Pope Francis has appointed Steven Chu, professor of physics and molecular and cellular physiology at Stanford University, Stanford, California, United States of America, as an ordinary member of the Vatican’s Pontifical Academy of Sciences.
The Academy, headquartered inside Vatican City, was established in 1936 by Pope Pius XI.
The work of the Pontifical Academy of Sciences comprises six major areas: fundamental science; science and technology of global problems; science for the problems of the developing world; scientific policy; bioethics; epistemology.
Among its several goals are: ensuring that the benefits of science and technology reach the most people; ensuring that science advances man’s human and moral dimension; making science help in the promotion of justice, development, solidarity, peace, and the resolution of conflict; fostering interaction between faith and reason and encouraging dialogue between science and spiritual, cultural, philosophical and religious values.
Born on 28 February 1948 in St. Louis, Missouri, United States of America, the new Pontifical Academician obtained a degree in mathematics and physics from the University of Rochester, New York in 1970 and a Ph.D. in physics at the University of California, Berkeley in 1976. Since 2013 he has been professor of molecular and cellular physics and physiology at Stanford University. He has published numerous articles on atomic physics, polymers and biophysics, biology, accumulators (batteries) and other energy technologies; finally, he owns various patents and patent applications.
Professor Chu directed the Lawrence Berkeley National Laboratory (2004-2008) and taught physics and applied physics at Stanford University (1987-2008), as well as being head of the quantum electronics research department at AT & T Bell Laboratories (1978-1987). From January 2009 to April 2013 he was Secretary of Energy for the United States of America.
Professor Chu was co-winner of the 1997 Nobel Prize in physics for studies on the development of methods to cool and trap atoms with laser light, and has received numerous other awards. He is a member of the U.S. National Academy of Sciences, a foreign member of the Royal Society, the Royal Academy of Engineering, the Chinese Academy of Sciences, and the Korean Academy of Sciences and Technology. He also received numerous honorary degrees.

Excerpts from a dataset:
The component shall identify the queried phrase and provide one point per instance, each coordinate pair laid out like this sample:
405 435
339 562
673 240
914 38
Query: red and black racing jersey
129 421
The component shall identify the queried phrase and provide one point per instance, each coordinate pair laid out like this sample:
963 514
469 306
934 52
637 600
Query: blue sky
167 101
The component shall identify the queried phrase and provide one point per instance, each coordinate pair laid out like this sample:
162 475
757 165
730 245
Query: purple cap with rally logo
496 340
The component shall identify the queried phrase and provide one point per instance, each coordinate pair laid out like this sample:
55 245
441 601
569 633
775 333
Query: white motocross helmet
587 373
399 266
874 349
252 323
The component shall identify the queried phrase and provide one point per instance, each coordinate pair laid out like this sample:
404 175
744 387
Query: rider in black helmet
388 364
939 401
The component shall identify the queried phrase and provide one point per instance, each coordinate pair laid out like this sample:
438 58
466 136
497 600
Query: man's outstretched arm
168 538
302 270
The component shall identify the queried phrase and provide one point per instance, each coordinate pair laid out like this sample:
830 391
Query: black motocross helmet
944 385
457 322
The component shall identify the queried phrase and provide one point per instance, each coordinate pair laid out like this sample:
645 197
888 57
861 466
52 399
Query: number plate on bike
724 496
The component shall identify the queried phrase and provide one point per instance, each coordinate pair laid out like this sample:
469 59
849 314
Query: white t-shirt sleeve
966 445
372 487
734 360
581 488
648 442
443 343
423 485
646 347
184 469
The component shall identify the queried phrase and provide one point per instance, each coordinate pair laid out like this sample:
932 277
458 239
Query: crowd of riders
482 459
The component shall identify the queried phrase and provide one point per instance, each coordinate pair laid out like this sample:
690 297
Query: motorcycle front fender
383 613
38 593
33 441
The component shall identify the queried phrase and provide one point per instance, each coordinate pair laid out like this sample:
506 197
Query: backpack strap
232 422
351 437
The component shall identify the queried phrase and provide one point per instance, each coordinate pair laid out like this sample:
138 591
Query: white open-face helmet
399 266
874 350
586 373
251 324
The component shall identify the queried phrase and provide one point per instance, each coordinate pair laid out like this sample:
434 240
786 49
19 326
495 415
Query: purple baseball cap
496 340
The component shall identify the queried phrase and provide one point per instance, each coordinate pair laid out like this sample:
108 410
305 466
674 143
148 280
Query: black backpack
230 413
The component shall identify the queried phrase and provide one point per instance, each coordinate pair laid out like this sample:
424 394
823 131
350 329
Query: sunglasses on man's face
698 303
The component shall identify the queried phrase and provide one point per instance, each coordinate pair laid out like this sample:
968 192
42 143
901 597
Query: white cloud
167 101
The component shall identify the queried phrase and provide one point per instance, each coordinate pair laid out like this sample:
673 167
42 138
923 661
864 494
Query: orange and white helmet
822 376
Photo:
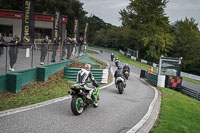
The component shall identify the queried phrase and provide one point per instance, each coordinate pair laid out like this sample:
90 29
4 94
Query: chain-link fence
14 57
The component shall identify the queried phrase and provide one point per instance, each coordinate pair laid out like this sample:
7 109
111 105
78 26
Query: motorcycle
116 63
80 101
112 58
126 74
120 84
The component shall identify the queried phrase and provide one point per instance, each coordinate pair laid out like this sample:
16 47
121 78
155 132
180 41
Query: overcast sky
108 10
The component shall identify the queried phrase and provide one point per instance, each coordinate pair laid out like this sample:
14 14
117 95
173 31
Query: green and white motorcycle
80 101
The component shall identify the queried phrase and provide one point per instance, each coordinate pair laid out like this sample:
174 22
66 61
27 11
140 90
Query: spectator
13 51
150 70
2 43
44 49
55 47
66 45
81 42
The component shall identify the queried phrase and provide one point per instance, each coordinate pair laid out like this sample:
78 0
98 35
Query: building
11 23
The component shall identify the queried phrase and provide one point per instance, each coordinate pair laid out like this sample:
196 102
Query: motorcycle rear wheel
77 105
96 103
120 88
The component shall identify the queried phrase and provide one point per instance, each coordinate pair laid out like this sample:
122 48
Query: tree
187 44
69 8
150 25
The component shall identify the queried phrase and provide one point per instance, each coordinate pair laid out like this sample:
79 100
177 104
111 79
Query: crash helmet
87 67
119 67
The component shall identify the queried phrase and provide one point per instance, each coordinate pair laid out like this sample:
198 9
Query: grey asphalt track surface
115 114
137 70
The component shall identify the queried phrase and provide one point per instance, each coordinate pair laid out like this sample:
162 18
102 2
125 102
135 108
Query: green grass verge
191 80
92 52
36 92
178 114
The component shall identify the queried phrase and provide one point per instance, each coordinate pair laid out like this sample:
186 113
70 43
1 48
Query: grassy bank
178 114
36 92
92 52
139 64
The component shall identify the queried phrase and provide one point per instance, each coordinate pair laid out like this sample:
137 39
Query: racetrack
115 114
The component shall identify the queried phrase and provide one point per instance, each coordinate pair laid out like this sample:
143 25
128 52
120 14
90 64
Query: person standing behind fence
13 51
3 43
44 49
74 43
55 47
81 42
66 45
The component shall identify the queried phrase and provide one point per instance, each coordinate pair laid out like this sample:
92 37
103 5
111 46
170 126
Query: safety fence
152 79
175 84
15 57
192 93
188 75
14 81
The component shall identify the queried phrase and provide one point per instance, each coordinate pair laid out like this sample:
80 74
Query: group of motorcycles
79 94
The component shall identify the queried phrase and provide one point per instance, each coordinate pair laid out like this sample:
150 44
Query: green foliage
151 27
187 43
69 8
92 52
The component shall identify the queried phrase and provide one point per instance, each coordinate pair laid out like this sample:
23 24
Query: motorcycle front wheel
77 105
96 103
120 88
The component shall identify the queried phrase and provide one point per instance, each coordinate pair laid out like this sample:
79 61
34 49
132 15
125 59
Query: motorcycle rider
84 75
119 73
126 68
117 61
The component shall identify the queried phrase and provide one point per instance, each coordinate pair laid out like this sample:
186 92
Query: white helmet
87 67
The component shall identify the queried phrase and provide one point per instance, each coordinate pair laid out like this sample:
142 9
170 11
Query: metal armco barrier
190 92
152 79
14 81
173 82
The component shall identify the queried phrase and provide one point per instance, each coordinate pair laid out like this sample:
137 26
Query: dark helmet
119 67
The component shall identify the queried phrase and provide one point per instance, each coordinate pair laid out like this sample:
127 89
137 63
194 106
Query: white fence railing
192 76
188 75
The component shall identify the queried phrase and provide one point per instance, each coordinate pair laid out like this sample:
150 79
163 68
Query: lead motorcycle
126 74
80 101
120 84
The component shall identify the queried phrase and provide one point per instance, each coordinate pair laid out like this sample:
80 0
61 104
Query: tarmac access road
116 113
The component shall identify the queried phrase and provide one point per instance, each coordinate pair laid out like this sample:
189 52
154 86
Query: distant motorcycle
80 101
120 84
126 74
112 57
117 62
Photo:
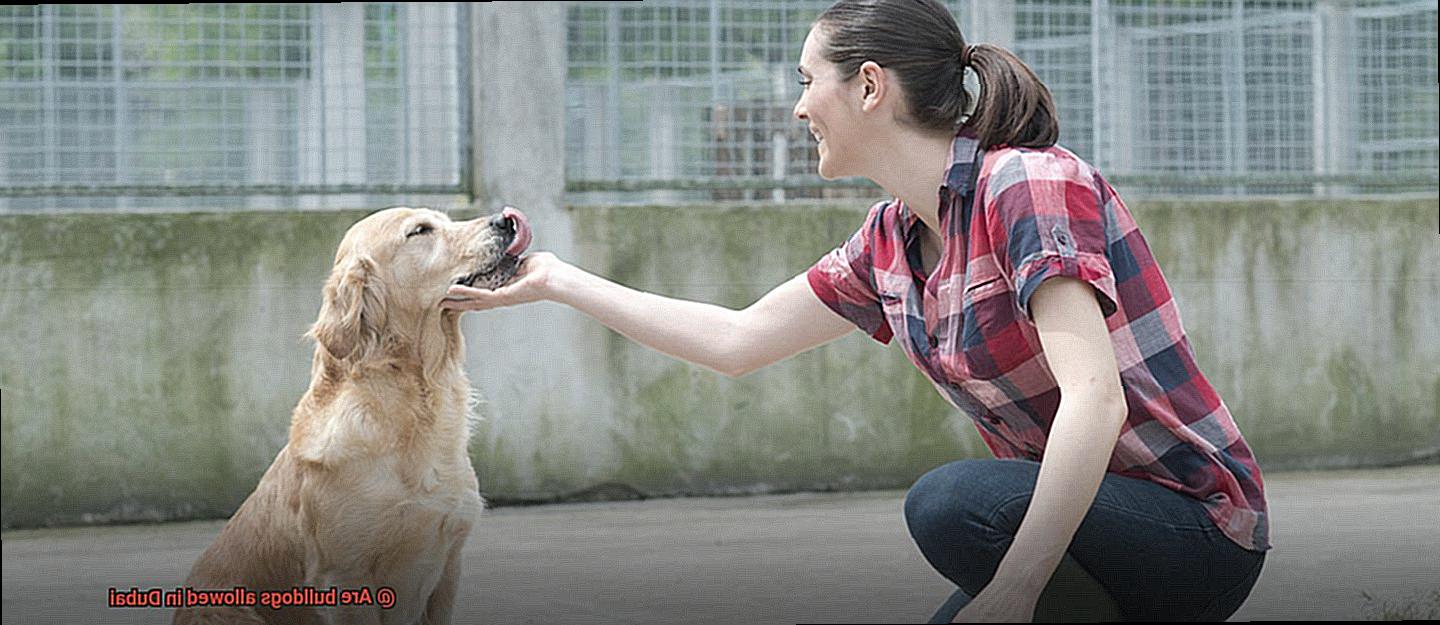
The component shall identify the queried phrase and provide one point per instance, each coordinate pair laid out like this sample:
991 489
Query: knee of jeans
939 504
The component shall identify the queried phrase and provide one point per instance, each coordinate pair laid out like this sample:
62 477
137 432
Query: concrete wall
149 362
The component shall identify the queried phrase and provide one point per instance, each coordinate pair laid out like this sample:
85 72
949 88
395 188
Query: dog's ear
352 314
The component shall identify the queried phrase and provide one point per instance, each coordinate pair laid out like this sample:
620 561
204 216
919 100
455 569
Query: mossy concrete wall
149 363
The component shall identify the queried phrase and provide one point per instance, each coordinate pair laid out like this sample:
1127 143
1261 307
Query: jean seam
1170 524
1210 608
994 511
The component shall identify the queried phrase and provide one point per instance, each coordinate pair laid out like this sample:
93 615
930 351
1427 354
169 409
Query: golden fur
375 487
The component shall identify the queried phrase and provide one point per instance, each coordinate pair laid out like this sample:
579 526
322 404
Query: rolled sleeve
1053 225
844 281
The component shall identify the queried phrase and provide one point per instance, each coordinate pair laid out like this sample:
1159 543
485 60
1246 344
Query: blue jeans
1142 552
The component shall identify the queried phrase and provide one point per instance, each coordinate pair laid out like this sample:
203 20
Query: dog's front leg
441 604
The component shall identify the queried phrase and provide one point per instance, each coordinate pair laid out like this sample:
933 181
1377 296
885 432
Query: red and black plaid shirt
1028 215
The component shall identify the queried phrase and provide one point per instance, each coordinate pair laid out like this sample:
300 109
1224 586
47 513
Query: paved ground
810 558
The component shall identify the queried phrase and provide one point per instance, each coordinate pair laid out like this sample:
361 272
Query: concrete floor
808 558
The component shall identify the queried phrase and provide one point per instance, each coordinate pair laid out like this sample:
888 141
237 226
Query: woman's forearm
1077 452
693 331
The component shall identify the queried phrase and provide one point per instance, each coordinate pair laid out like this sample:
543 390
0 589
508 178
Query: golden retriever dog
373 494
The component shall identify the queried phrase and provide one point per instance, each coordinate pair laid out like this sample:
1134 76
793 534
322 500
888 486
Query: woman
1018 284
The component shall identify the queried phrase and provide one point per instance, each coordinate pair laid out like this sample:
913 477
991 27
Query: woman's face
831 107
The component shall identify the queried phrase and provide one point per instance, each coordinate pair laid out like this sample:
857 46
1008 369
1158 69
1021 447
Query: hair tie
965 55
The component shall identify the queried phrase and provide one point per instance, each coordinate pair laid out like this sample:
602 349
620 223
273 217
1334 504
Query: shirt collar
959 170
959 173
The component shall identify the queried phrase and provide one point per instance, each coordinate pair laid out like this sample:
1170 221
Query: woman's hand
530 282
1000 602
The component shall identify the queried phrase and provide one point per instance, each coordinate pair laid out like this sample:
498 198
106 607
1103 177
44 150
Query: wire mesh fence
185 105
127 107
691 98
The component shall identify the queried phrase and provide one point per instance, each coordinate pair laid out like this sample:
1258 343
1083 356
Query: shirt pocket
990 310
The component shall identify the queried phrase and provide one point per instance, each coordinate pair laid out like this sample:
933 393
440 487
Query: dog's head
393 268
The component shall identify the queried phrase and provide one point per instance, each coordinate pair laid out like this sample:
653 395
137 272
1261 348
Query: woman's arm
785 321
1092 409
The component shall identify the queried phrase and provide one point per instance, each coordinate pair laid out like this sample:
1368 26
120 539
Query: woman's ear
353 311
873 79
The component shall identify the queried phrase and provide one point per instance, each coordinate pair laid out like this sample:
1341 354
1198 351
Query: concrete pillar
1334 91
333 104
432 126
545 402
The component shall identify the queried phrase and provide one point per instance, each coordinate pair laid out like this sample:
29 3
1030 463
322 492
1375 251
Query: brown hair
920 43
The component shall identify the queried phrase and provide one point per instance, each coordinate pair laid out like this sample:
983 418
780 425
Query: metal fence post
1334 92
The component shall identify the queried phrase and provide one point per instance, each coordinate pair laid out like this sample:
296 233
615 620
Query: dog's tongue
522 231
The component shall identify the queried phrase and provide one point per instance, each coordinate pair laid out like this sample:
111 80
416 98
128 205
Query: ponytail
920 42
1014 107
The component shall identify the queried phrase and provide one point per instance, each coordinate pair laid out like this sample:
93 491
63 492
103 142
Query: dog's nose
503 223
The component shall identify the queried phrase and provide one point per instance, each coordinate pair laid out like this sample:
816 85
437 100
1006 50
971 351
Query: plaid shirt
1028 215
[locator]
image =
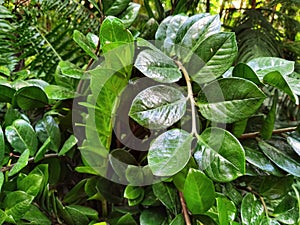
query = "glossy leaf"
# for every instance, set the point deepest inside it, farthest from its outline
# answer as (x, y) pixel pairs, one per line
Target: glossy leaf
(170, 152)
(47, 127)
(21, 136)
(83, 42)
(265, 65)
(68, 145)
(165, 107)
(258, 159)
(199, 192)
(220, 155)
(168, 196)
(20, 164)
(219, 103)
(242, 70)
(30, 97)
(158, 66)
(216, 54)
(281, 158)
(252, 210)
(277, 80)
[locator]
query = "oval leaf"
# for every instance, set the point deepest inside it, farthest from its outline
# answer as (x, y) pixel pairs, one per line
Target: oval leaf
(170, 152)
(158, 107)
(219, 103)
(158, 66)
(21, 136)
(199, 192)
(220, 156)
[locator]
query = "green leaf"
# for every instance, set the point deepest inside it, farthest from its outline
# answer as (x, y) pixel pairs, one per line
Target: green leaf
(170, 152)
(17, 203)
(168, 195)
(165, 107)
(221, 104)
(199, 192)
(157, 66)
(114, 34)
(153, 217)
(83, 42)
(220, 155)
(242, 70)
(56, 92)
(277, 80)
(216, 55)
(269, 122)
(2, 145)
(281, 158)
(21, 136)
(20, 164)
(252, 210)
(130, 14)
(258, 159)
(264, 65)
(47, 127)
(68, 145)
(30, 97)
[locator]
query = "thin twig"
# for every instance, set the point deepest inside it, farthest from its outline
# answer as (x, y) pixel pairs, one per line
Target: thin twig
(184, 210)
(30, 160)
(277, 131)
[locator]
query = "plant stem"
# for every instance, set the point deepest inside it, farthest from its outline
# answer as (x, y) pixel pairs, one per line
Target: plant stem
(190, 97)
(277, 131)
(184, 210)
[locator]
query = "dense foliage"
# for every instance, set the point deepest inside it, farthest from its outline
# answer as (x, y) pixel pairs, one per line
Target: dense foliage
(149, 112)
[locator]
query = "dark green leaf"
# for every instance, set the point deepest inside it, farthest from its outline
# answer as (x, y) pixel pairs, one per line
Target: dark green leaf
(220, 155)
(21, 136)
(168, 195)
(170, 152)
(244, 71)
(281, 158)
(20, 164)
(158, 66)
(47, 127)
(219, 103)
(199, 192)
(216, 54)
(252, 210)
(30, 97)
(83, 42)
(68, 145)
(269, 122)
(165, 107)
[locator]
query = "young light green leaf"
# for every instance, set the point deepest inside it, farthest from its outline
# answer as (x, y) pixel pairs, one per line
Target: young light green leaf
(170, 152)
(268, 125)
(83, 42)
(21, 136)
(168, 195)
(165, 107)
(30, 97)
(47, 127)
(264, 65)
(277, 80)
(220, 155)
(68, 145)
(281, 158)
(252, 210)
(216, 55)
(221, 104)
(20, 164)
(158, 66)
(244, 71)
(199, 192)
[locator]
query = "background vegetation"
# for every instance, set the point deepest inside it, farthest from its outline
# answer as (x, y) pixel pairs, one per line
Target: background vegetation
(46, 47)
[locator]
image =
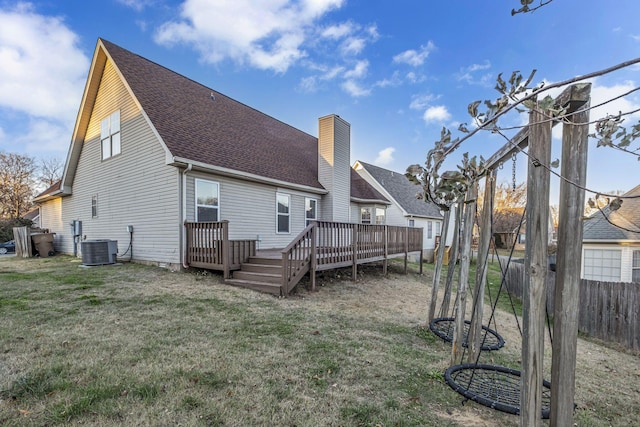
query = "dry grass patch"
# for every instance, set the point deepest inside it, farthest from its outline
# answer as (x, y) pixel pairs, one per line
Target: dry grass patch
(135, 345)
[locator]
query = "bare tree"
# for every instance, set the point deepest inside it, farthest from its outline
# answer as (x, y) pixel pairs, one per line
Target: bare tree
(50, 171)
(16, 184)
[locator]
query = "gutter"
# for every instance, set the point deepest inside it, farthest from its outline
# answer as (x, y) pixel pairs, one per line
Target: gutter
(184, 214)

▶ **Exercise tasks**
**A)** Write out the passage of the Steven Chu announcement from "Professor Chu directed" to "numerous honorary degrees.", word for word.
**B)** List the major areas that the Steven Chu announcement says make up the work of the Pontifical Academy of Sciences.

▶ **Outputs for the tasks**
**A)**
Professor Chu directed the Lawrence Berkeley National Laboratory (2004-2008) and taught physics and applied physics at Stanford University (1987-2008), as well as being head of the quantum electronics research department at AT & T Bell Laboratories (1978-1987). From January 2009 to April 2013 he was Secretary of Energy for the United States of America.
Professor Chu was co-winner of the 1997 Nobel Prize in physics for studies on the development of methods to cool and trap atoms with laser light, and has received numerous other awards. He is a member of the U.S. National Academy of Sciences, a foreign member of the Royal Society, the Royal Academy of Engineering, the Chinese Academy of Sciences, and the Korean Academy of Sciences and Technology. He also received numerous honorary degrees.

**B)**
- fundamental science
- science and technology of global problems
- science for the problems of the developing world
- scientific policy
- bioethics
- epistemology